ANDREW DEXTER, JR.
BIOGRAPHY and GENEALOGY
(1779 – 1837)
Montgomery and Mobile, Alabama
Andrew Dexter, Jr., founder of the city of Montgomery, was born in Brookfield, Massachusetts on March 28, 1779 He was the son of Andrew and Mary (Newton) Dexter, of Boston, who were married in Woodstock, Connecticut and the grandson of Samuel and Hannah (Sigourney) Dexter, of Massachusetts and Connecticut, and of Simon and Mary (Richardson) Newton; great-grandson of Samuel and Catharina (Meats) Dexter, the former a graduate of Harvard and an early minister of Dedham, and nephew of Samuel Dexter, secretary of war, 1800, and secretary of the treasury, 1801, under President John Adams.
Mr. Dexter was educated in the schools of Boston and graduated from Rhode Island College (later called Brown University), in 1798. “His salutatory address expressed the heady combination of reverence for the leaders of the Revolution, anxiety about the future, and soaring ambition that marked the Revolutionary generation.”i
He studied law with his uncle, Samuel Dexter, (1761-1816), a prominent Massachusetts politician later appointed to John Adams’ cabinet and served as his private secretary while he was a member of the cabinet. “Among his uncle’s associates, young Dexter found professional and social contacts that shaped the course of his erratic career. One of them was Perez Morton, a famed Revolutionary orator whose postwar career was checked by sexual scandal, and who would become Dexter’s father-in-law.”ii
He was admitted to the bar in 1800 practiced law in Boston and in 1809 he was president of the Boston bank. “Finance rather than law would soon become his milieu. He joined forces with a group of ‘middling interest’ financiers–men outside the city’s Federalist banking elite–who incorporated in 1804 a brokerage called the Exchange Office.”iii
The business of the Exchange Office was currency arbitrage. At the time, banks issued their own paper notes and the Exchange Office helped to establish their relative values. In 1805, Andrew Dexter was named the Exchange Office’s superintendent trustee. “The following summer, he became a director of the Berkshire Bank of Pittsfield, Massachusetts,”iv the firs of many rural banks in which Dexter assumed a controlling interest. Using the authority of the Exchange Office to launder the bills from under capitalized and remote banks, Dexter circulated millions of paper dollars backed by very little gold or silver.

WHAT TO WORK ON =
Please continue the Andrew Dexter biography from the point where it stops. The material after this text plays no part here.

DATA SECTION =
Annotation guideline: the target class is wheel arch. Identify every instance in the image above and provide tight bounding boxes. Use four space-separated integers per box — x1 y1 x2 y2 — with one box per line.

REPLY TO THE TASK =
He used the bills issued by his banks to buy land south of Boston State Street. “In January 1807, he announced in the Boston Gazette his intention to build on that site ‘an elegant Exchange and Hotel in this metropolis,” which he declared ‘utterly deficient in those public conveniences, which are usually attached to every city of trade in the world.”v
Workers broke ground in 1807 and Dexter spared no expense on the building’s exterior. He furnished his household in similar style, including a pair of wedding portraits from Gilbert Stuart, the painter artist of the presidents.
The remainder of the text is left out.